**Directive**
Reproduce everything in the data below, from the line containing "of the woman" down to the line containing "(1307, 741)", both lines included. Scale each answer coordinate by 2.05 and round it to a whole number, rounding halves up, and keep the requests and their format samples unchanged.
——————
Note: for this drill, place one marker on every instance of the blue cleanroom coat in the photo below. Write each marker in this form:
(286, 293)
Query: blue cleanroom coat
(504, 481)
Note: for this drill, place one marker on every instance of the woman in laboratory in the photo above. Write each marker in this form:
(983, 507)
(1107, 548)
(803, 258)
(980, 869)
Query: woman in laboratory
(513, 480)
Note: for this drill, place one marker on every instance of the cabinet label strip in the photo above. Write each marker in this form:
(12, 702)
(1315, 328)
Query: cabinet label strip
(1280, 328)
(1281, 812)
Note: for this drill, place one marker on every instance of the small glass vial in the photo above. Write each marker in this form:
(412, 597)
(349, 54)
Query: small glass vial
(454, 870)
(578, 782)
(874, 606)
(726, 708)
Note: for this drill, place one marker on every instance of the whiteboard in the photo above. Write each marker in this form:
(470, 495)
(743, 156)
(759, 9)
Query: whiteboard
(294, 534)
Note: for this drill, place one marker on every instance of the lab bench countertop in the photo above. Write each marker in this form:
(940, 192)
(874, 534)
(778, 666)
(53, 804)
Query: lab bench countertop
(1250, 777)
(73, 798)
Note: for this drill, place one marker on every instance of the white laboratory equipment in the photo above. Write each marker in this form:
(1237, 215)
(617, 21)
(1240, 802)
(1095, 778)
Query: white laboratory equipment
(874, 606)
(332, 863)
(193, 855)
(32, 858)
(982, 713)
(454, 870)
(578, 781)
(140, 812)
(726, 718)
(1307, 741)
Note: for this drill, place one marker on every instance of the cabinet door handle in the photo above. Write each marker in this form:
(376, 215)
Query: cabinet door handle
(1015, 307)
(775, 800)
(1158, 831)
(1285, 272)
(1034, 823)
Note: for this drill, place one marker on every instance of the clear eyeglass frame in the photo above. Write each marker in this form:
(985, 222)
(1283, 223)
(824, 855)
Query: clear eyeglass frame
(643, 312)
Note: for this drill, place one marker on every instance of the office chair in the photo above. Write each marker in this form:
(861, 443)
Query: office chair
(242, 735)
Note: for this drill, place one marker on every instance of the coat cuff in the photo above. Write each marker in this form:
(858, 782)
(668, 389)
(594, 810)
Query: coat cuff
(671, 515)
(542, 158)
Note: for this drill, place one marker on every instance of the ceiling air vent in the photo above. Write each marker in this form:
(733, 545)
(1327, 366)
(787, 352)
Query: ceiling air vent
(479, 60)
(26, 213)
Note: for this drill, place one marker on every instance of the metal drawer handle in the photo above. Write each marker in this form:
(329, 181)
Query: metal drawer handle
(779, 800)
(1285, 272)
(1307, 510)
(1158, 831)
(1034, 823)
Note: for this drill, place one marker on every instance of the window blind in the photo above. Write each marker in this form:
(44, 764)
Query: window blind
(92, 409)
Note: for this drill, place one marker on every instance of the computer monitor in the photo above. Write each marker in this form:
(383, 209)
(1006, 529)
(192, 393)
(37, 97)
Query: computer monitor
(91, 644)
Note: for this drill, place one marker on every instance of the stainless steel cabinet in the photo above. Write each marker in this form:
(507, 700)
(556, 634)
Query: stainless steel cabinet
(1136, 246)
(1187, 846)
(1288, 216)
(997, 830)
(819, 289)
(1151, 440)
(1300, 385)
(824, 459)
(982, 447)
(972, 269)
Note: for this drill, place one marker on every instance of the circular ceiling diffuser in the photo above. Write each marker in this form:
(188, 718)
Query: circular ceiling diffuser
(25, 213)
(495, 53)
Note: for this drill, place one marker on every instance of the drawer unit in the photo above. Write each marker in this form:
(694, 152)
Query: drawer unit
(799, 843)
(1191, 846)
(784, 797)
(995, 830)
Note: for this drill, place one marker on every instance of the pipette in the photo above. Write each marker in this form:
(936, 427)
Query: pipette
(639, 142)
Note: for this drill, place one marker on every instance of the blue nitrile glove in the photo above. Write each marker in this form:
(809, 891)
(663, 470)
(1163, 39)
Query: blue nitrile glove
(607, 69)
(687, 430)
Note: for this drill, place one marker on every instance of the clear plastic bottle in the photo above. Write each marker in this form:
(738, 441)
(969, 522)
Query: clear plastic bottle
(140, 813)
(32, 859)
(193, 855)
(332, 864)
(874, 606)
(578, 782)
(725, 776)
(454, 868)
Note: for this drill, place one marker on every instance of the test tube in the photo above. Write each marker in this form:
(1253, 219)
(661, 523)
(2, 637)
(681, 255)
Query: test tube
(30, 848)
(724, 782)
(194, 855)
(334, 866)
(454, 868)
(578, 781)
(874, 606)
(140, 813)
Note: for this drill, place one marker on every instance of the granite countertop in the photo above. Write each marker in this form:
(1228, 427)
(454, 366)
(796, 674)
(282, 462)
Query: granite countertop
——————
**Result of this exercise**
Note: for this drill, place one marker on every instance of the woman in laboratory in the photo above. Write each marker in this form:
(983, 507)
(1107, 548)
(803, 258)
(980, 869)
Query: woman in laboratory
(1052, 984)
Note: for this drill, place one marker on every instance of the cabinet label strip in the photo above. Write each marker in this form:
(12, 702)
(1315, 328)
Query: cabinet label strip
(2624, 672)
(2626, 1665)
Note: for this drill, place one marker on every instance of the small glass vial in the photo above. Write each marker in this form:
(412, 597)
(349, 54)
Query: small glass vial
(931, 1784)
(1185, 1603)
(1792, 1242)
(1488, 1451)
Note: for this drill, place one marker on every instance of the whiteboard in the photo above. Write each marker in this form:
(470, 495)
(743, 156)
(759, 9)
Query: whiteboard
(603, 1095)
Note: for this drill, place one marker on every instance of the lab bench countertop in the photo above. Write each marker in this form:
(940, 192)
(874, 534)
(778, 666)
(53, 804)
Query: lab bench countertop
(2563, 1593)
(150, 1636)
Note: for this drill, place one marker on every instance of the white laboratory equipment in the photo above. Write each marker in this form:
(1237, 215)
(617, 21)
(1240, 802)
(1095, 778)
Query: white laboratory equipment
(1792, 1242)
(681, 1769)
(396, 1753)
(66, 1759)
(2013, 1462)
(931, 1784)
(1185, 1601)
(287, 1665)
(1488, 1472)
(2679, 1519)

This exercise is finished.